EXTRACTED DATA:
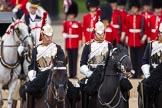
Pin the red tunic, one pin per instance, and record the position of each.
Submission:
(22, 3)
(74, 31)
(134, 30)
(154, 23)
(89, 22)
(109, 33)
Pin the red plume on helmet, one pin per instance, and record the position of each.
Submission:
(43, 23)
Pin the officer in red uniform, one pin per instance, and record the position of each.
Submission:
(123, 13)
(155, 19)
(115, 21)
(90, 19)
(134, 34)
(72, 32)
(147, 13)
(106, 14)
(19, 7)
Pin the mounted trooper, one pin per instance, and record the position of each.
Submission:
(151, 61)
(94, 53)
(41, 62)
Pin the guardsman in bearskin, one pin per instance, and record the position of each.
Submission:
(134, 36)
(155, 19)
(90, 19)
(72, 32)
(94, 53)
(147, 13)
(19, 7)
(32, 16)
(41, 63)
(151, 61)
(123, 13)
(106, 14)
(115, 21)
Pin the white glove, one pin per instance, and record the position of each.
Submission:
(84, 70)
(20, 49)
(15, 9)
(89, 73)
(32, 75)
(146, 70)
(65, 35)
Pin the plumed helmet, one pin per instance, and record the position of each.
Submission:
(73, 9)
(145, 2)
(112, 1)
(34, 3)
(156, 4)
(135, 3)
(92, 3)
(160, 27)
(121, 2)
(99, 27)
(47, 30)
(106, 11)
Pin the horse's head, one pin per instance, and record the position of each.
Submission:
(59, 79)
(21, 33)
(120, 58)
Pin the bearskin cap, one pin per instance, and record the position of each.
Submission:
(73, 9)
(106, 11)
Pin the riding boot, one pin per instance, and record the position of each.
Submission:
(22, 75)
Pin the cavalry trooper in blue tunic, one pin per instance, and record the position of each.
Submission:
(151, 61)
(94, 53)
(41, 63)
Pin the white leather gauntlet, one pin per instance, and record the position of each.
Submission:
(146, 70)
(84, 70)
(32, 75)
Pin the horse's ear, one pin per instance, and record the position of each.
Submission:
(13, 19)
(65, 61)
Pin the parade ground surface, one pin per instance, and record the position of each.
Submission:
(133, 102)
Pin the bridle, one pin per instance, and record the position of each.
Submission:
(54, 89)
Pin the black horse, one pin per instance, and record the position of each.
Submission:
(110, 93)
(150, 90)
(54, 91)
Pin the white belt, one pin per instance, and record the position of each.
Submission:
(153, 30)
(89, 29)
(116, 26)
(95, 65)
(72, 36)
(135, 30)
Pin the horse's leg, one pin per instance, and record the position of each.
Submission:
(1, 98)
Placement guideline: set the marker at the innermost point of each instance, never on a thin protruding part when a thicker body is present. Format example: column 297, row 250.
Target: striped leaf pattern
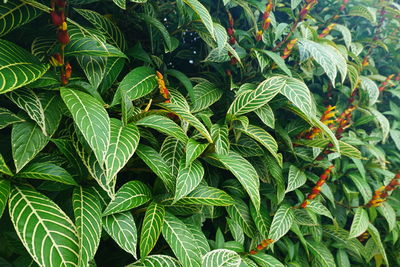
column 131, row 195
column 189, row 177
column 122, row 229
column 151, row 229
column 28, row 101
column 244, row 172
column 221, row 258
column 18, row 67
column 123, row 143
column 46, row 171
column 5, row 189
column 181, row 241
column 205, row 94
column 14, row 14
column 50, row 242
column 164, row 125
column 189, row 118
column 137, row 83
column 248, row 101
column 87, row 212
column 91, row 119
column 157, row 164
column 281, row 223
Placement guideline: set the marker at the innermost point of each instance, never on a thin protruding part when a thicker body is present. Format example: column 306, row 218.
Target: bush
column 199, row 133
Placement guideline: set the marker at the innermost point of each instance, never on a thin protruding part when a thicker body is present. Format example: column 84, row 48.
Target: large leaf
column 221, row 258
column 50, row 241
column 157, row 164
column 18, row 67
column 106, row 27
column 189, row 177
column 122, row 228
column 151, row 229
column 244, row 172
column 281, row 222
column 123, row 143
column 14, row 14
column 92, row 120
column 251, row 100
column 129, row 196
column 181, row 241
column 137, row 83
column 360, row 223
column 164, row 125
column 5, row 189
column 205, row 94
column 87, row 212
column 46, row 171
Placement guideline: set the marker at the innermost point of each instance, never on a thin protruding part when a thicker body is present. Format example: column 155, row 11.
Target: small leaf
column 131, row 195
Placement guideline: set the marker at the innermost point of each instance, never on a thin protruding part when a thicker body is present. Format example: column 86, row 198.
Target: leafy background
column 103, row 171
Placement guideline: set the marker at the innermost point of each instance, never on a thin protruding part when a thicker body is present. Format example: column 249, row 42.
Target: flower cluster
column 327, row 30
column 161, row 85
column 382, row 193
column 261, row 246
column 343, row 6
column 383, row 85
column 289, row 48
column 58, row 19
column 317, row 188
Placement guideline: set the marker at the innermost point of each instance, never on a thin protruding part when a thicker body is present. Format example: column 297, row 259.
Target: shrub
column 199, row 133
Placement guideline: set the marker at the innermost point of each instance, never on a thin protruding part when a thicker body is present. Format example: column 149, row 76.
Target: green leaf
column 87, row 211
column 375, row 235
column 123, row 143
column 137, row 83
column 203, row 13
column 28, row 101
column 221, row 258
column 109, row 29
column 244, row 172
column 3, row 167
column 5, row 189
column 239, row 212
column 193, row 150
column 18, row 67
column 8, row 118
column 206, row 195
column 157, row 164
column 360, row 223
column 14, row 14
column 50, row 242
column 248, row 101
column 321, row 253
column 46, row 171
column 159, row 26
column 205, row 94
column 278, row 61
column 263, row 137
column 122, row 228
column 92, row 120
column 151, row 229
column 156, row 261
column 296, row 178
column 164, row 125
column 181, row 241
column 266, row 115
column 281, row 222
column 265, row 260
column 131, row 195
column 189, row 177
column 188, row 117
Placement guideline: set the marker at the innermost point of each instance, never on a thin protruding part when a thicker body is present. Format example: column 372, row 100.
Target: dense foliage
column 199, row 133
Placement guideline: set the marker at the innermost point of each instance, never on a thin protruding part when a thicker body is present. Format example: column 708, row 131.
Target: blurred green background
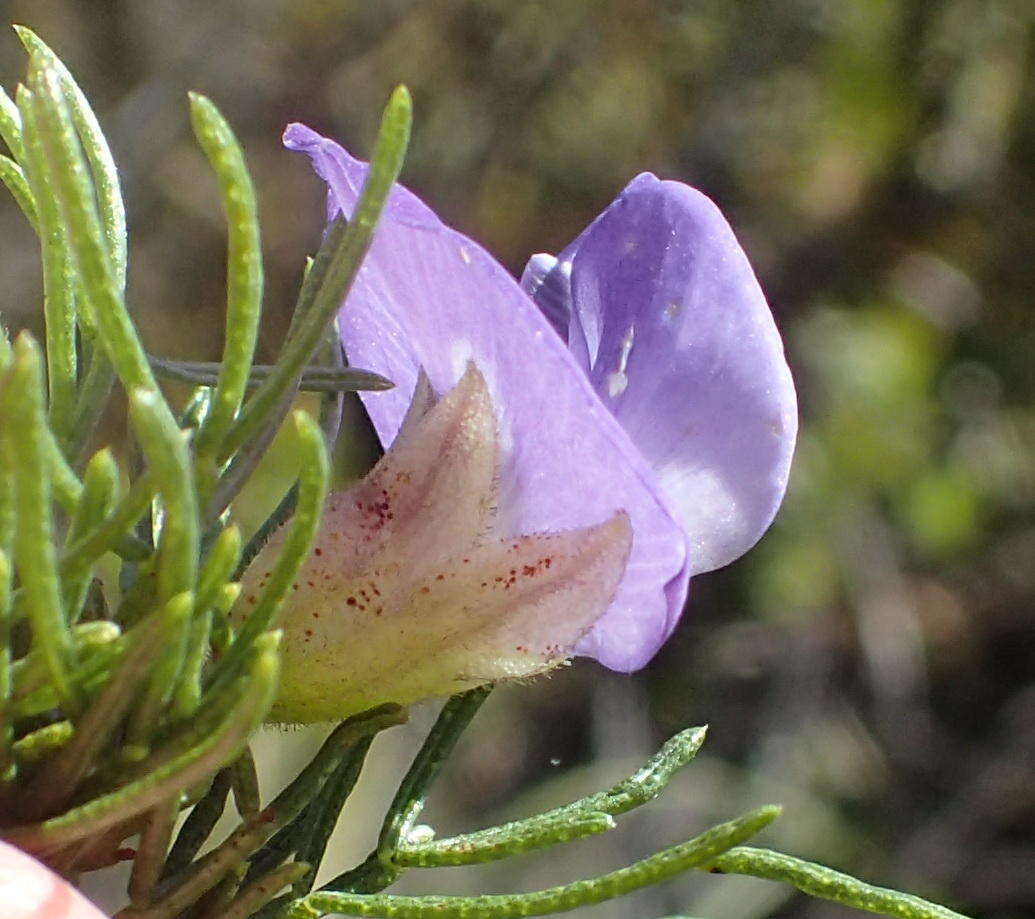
column 871, row 664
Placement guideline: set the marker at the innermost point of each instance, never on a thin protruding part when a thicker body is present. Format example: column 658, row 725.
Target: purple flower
column 666, row 395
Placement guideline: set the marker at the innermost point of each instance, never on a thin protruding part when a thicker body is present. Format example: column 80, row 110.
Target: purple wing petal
column 683, row 350
column 427, row 296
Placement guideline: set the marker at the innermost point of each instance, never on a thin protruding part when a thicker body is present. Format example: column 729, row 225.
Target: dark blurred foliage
column 873, row 662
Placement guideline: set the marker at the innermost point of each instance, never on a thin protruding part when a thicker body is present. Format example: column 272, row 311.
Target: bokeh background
column 871, row 664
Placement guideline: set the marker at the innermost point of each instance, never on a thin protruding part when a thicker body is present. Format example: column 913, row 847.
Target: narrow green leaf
column 825, row 883
column 166, row 669
column 10, row 126
column 97, row 645
column 250, row 835
column 99, row 491
column 95, row 388
column 25, row 441
column 585, row 817
column 59, row 279
column 313, row 484
column 314, row 379
column 98, row 154
column 13, row 177
column 244, row 784
column 151, row 850
column 100, row 284
column 166, row 450
column 263, row 889
column 219, row 746
column 244, row 271
column 326, row 287
column 409, row 801
column 109, row 535
column 56, row 783
column 42, row 743
column 219, row 566
column 199, row 825
column 668, row 863
column 6, row 721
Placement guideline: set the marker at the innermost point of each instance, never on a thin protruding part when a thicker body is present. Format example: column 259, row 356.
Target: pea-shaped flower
column 664, row 396
column 411, row 590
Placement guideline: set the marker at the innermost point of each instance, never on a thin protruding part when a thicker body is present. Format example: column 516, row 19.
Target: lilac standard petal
column 427, row 296
column 683, row 350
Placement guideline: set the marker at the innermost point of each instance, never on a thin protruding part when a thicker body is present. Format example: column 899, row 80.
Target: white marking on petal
column 616, row 384
column 619, row 380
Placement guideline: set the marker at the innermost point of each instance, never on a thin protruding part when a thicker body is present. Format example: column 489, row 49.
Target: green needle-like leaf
column 326, row 287
column 13, row 177
column 59, row 280
column 56, row 783
column 409, row 800
column 166, row 670
column 199, row 825
column 100, row 283
column 10, row 126
column 110, row 534
column 250, row 835
column 6, row 721
column 219, row 566
column 262, row 890
column 254, row 699
column 166, row 450
column 244, row 272
column 100, row 484
column 98, row 154
column 827, row 884
column 314, row 379
column 42, row 743
column 582, row 818
column 668, row 863
column 313, row 484
column 25, row 443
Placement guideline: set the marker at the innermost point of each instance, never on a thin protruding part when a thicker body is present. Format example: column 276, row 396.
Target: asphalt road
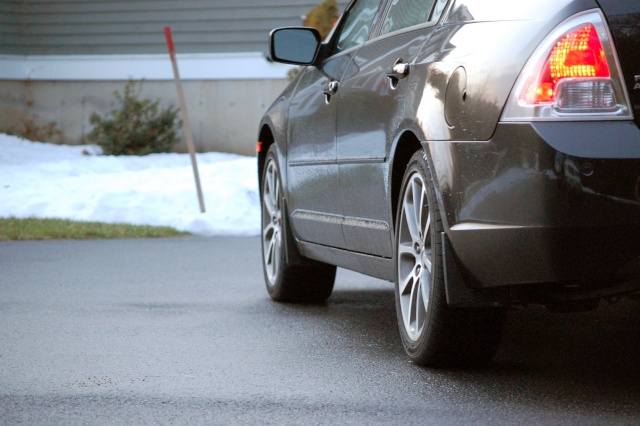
column 181, row 331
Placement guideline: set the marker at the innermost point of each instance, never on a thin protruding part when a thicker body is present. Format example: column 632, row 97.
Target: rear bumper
column 543, row 204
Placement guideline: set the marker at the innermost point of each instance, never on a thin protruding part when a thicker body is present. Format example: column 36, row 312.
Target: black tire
column 308, row 282
column 433, row 333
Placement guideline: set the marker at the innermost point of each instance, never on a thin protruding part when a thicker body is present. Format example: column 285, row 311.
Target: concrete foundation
column 224, row 114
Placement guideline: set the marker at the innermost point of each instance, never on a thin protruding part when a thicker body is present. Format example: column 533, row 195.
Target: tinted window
column 406, row 13
column 437, row 11
column 503, row 10
column 357, row 26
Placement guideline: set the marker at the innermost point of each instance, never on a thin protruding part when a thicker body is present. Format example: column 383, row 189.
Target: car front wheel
column 433, row 333
column 308, row 282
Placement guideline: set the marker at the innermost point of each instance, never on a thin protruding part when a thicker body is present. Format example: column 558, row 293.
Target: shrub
column 139, row 127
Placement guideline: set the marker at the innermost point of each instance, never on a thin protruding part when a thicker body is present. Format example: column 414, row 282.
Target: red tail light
column 578, row 54
column 574, row 74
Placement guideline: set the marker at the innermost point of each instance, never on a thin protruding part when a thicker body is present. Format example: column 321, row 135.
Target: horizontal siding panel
column 44, row 27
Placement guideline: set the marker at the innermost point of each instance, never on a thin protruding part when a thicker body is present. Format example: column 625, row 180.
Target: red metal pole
column 185, row 118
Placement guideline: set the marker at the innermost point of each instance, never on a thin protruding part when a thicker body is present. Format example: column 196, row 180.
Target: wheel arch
column 408, row 143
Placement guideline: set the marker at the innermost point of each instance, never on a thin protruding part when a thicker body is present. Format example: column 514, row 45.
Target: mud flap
column 459, row 295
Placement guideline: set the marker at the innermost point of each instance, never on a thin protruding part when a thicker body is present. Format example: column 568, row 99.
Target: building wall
column 224, row 114
column 99, row 27
column 61, row 60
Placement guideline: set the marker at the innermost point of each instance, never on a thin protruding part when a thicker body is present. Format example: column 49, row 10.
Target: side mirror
column 295, row 45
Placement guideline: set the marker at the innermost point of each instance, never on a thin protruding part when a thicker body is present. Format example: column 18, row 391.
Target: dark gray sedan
column 478, row 153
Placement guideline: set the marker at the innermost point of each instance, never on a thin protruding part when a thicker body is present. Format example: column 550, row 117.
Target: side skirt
column 379, row 267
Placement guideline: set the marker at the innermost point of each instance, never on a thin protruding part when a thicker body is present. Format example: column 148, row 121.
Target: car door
column 377, row 95
column 313, row 184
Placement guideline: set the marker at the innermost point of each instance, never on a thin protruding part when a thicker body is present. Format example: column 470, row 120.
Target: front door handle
column 399, row 71
column 331, row 90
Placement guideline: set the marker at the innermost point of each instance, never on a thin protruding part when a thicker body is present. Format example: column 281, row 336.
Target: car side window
column 406, row 13
column 438, row 9
column 358, row 24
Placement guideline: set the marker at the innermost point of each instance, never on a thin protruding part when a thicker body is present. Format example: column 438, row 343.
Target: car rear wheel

WHAT TO PRODUCE: Output the lines from the line with "276, row 396." to the line with "column 181, row 331", both included, as a JSON list of strings with one string per line and no blank lines. Leave the pictures out of the answer.

REPLY TO THE EXERCISE:
[
  "Placement guideline: set the marker at the innermost point of each instance, never on a thin protruding part when a thicker body is present. Format example: column 276, row 396.",
  "Target: asphalt road",
  "column 181, row 331"
]